Stored records:
::::::::

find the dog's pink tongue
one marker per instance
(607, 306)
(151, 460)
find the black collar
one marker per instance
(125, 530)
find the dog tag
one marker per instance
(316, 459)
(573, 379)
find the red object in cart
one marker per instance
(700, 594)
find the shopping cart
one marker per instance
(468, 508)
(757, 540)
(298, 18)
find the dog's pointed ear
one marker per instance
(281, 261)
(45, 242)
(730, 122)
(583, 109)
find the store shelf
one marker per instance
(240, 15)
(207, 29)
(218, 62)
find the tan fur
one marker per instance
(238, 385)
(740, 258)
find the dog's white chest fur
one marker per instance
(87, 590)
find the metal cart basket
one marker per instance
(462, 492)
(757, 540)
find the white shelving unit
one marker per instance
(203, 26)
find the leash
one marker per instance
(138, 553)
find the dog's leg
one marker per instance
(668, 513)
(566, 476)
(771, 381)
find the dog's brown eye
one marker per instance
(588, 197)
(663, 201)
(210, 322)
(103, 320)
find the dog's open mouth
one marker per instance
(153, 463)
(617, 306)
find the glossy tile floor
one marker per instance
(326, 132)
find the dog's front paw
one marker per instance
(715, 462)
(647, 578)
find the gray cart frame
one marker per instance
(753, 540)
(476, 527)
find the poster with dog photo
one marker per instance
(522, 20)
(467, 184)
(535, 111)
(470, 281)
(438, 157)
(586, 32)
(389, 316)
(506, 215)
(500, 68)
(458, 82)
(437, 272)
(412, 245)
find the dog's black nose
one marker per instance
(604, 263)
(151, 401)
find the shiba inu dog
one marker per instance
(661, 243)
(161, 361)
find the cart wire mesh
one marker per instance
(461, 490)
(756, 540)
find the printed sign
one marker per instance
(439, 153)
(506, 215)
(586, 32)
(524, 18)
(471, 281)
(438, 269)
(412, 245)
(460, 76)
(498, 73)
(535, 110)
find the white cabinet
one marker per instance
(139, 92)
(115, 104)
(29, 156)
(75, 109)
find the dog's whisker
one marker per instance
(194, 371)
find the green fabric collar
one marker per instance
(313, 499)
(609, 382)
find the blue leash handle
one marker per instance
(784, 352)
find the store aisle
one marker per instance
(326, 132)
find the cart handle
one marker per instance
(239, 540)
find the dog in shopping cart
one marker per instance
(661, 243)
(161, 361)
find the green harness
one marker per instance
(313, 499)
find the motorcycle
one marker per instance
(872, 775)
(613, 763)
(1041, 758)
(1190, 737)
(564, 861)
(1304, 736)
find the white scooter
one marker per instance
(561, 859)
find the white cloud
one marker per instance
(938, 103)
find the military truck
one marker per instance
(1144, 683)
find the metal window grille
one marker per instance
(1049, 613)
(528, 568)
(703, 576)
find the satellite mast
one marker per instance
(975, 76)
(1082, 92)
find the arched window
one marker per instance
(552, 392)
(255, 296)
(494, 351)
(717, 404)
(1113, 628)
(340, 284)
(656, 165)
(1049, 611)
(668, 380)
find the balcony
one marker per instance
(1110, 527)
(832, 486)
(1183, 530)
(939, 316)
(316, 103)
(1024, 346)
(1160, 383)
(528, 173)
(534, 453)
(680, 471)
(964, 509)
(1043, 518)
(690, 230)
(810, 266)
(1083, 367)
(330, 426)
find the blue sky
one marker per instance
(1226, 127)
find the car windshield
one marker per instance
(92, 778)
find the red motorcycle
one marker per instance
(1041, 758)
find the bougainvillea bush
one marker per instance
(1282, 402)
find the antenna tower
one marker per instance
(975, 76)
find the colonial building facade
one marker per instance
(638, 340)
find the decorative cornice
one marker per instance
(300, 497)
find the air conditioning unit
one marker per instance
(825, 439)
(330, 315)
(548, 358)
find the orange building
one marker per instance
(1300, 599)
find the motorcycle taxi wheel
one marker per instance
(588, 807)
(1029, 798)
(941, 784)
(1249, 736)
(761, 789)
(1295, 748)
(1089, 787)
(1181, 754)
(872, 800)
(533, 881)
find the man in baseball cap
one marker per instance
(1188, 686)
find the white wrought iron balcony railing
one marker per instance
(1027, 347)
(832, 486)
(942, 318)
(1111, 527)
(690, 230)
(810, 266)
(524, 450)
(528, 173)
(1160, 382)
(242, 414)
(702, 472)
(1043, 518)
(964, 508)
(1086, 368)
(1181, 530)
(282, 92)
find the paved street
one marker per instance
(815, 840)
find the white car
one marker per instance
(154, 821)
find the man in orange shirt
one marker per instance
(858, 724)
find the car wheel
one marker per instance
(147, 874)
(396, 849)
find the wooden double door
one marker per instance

::::::::

## Written instruction
Rewrite all of the material above, replacing every "one marker per instance" with "one point per instance" and leaving everything else unchanged.

## Reply
find the dog's pink tongue
one point per instance
(607, 306)
(151, 460)
find the black collar
one point per instance
(125, 530)
find the dog tag
one point per instance
(316, 459)
(573, 379)
find the red object in cart
one point per instance
(700, 594)
find the shopping cart
one point per instance
(468, 508)
(757, 540)
(298, 18)
find the dog's pointed ear
one point per instance
(281, 261)
(45, 242)
(730, 122)
(583, 109)
find the store shelf
one point per instance
(240, 15)
(207, 29)
(218, 62)
find the tan fur
one point per instance
(238, 385)
(740, 258)
find the dog's white chest fur
one point per instance
(87, 590)
find the metal cart basket
one point per instance
(462, 492)
(757, 540)
find the white shelving unit
one point per instance
(203, 26)
find the leash
one point per instance
(138, 553)
find the dog's leg
one point per instance
(668, 513)
(566, 476)
(771, 381)
find the dog's brown eye
one point per instance
(588, 197)
(663, 201)
(210, 322)
(103, 320)
find the dog's open mouth
one point per instance
(153, 463)
(617, 306)
find the glossy tile floor
one point per instance
(326, 132)
find the dog's front paw
one point per instance
(715, 462)
(647, 578)
find the gray cart frame
one point per instance
(753, 540)
(476, 527)
find the poster with dog photo
one point per instance
(522, 20)
(467, 184)
(535, 111)
(470, 281)
(438, 157)
(586, 32)
(389, 316)
(506, 215)
(500, 68)
(458, 82)
(437, 272)
(412, 245)
find the dog's black nose
one point per instance
(604, 263)
(151, 401)
find the shiba inu dog
one point per instance
(661, 243)
(161, 361)
find the cart wire mesh
one point per instance
(461, 490)
(756, 540)
find the printed sign
one point per instance
(439, 153)
(506, 215)
(586, 32)
(524, 18)
(471, 281)
(438, 269)
(412, 245)
(460, 76)
(498, 73)
(535, 110)
find the white cabinet
one point per instance
(139, 92)
(115, 104)
(29, 156)
(75, 109)
find the dog's whisker
one point per instance
(194, 371)
find the green fabric collar
one point per instance
(313, 499)
(609, 382)
find the blue leash handle
one point per instance
(784, 352)
find the store aisle
one point per instance
(326, 132)
find the cart handle
one point per instance
(239, 540)
find the dog in shopping cart
one point per instance
(661, 243)
(161, 361)
find the green harness
one point per instance
(313, 499)
find the motorcycle
one point per instance
(872, 775)
(613, 763)
(1041, 758)
(1190, 737)
(564, 861)
(1304, 736)
find the white scooter
one point per instance
(561, 859)
find the white cloud
one point per instance
(938, 103)
find the military truck
one point per instance
(1144, 683)
find the metal window grille
one point per instance
(1049, 613)
(528, 568)
(703, 576)
find the satellite mast
one point per instance
(975, 76)
(1082, 92)
find the arched window
one point per instance
(552, 392)
(255, 296)
(494, 351)
(717, 404)
(1113, 628)
(340, 284)
(656, 165)
(1049, 611)
(668, 380)
find the balcony
one point per instance
(1110, 527)
(832, 486)
(1183, 530)
(939, 316)
(316, 103)
(1024, 346)
(1160, 383)
(528, 173)
(534, 453)
(680, 471)
(964, 509)
(1043, 518)
(690, 230)
(810, 266)
(1083, 367)
(330, 426)
find the blue sky
one point per instance
(1226, 127)
find the car windshield
one point per instance
(92, 778)
find the red motorcycle
one point per instance
(1041, 758)
find the bougainvillea bush
one point per instance
(1282, 402)
find the antenna tower
one point per instance
(975, 76)
find the colonial building facade
one point per instance
(638, 340)
find the decorative cornice
one point per instance
(300, 497)
find the air conditioning unit
one point per instance
(825, 439)
(330, 315)
(548, 358)
find the orange building
one point per instance
(1300, 599)
find the motorcycle taxi wheel
one point per instance
(588, 807)
(1029, 798)
(941, 784)
(1249, 736)
(761, 789)
(1295, 748)
(1089, 787)
(1181, 754)
(872, 800)
(533, 881)
find the man in baseball cap
one point per instance
(1188, 686)
find the white wrought iron balcony railing
one point per instance
(1027, 347)
(832, 486)
(942, 318)
(1111, 527)
(690, 230)
(810, 266)
(524, 450)
(528, 173)
(1160, 382)
(242, 414)
(702, 472)
(1043, 518)
(964, 508)
(1086, 368)
(1181, 530)
(282, 92)
find the paved street
one point per instance
(815, 840)
find the white car
one point per instance
(154, 821)
find the man in orange shirt
one point per instance
(858, 724)
find the car wheel
one point per instance
(147, 874)
(396, 849)
find the wooden double door
one point per instance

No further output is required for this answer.